Please retype, character for character, the portion of the entries below that runs from the line containing "141L550 136L549 142H546L547" to the last line.

===== Exercise data =====

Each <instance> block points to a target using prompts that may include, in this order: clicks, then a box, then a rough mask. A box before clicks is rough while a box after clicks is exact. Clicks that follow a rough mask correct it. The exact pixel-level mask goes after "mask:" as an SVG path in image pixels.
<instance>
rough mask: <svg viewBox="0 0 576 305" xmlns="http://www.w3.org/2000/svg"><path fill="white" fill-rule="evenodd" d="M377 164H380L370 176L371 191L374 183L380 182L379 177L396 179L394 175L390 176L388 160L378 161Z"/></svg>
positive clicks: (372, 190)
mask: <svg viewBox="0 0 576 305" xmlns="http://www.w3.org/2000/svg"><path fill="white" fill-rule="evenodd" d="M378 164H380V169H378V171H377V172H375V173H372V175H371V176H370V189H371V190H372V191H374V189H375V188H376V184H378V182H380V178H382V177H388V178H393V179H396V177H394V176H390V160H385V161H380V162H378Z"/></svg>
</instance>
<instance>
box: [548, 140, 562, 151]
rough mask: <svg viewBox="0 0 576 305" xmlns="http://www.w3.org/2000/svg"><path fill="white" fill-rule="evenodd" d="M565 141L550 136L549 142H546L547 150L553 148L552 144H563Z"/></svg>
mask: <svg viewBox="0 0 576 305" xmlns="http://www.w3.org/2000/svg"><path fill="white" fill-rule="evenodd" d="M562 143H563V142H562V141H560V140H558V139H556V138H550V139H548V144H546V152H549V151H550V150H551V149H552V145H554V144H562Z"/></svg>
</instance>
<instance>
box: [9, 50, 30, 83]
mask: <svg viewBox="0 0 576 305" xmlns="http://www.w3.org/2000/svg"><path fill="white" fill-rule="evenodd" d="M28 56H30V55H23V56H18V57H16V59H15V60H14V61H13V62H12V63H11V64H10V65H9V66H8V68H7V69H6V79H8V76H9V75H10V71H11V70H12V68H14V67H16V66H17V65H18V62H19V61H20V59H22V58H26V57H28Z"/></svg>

=====

> [Result for this exercise]:
rough mask: <svg viewBox="0 0 576 305" xmlns="http://www.w3.org/2000/svg"><path fill="white" fill-rule="evenodd" d="M565 141L550 136L549 142H546L547 150L553 148L552 144H563Z"/></svg>
mask: <svg viewBox="0 0 576 305" xmlns="http://www.w3.org/2000/svg"><path fill="white" fill-rule="evenodd" d="M562 143H563V142H562V141H560V140H558V139H556V138H550V139H548V144H546V152H549V151H550V150H551V149H552V145H554V144H562Z"/></svg>
</instance>
<instance>
box: [9, 50, 30, 83]
mask: <svg viewBox="0 0 576 305" xmlns="http://www.w3.org/2000/svg"><path fill="white" fill-rule="evenodd" d="M28 56H30V55H23V56H18V57H16V59H15V60H14V61H13V62H12V63H11V64H10V65H9V66H8V68H7V69H6V79H8V76H9V75H10V71H11V70H12V68H14V67H16V66H17V65H18V62H19V61H20V59H22V58H26V57H28Z"/></svg>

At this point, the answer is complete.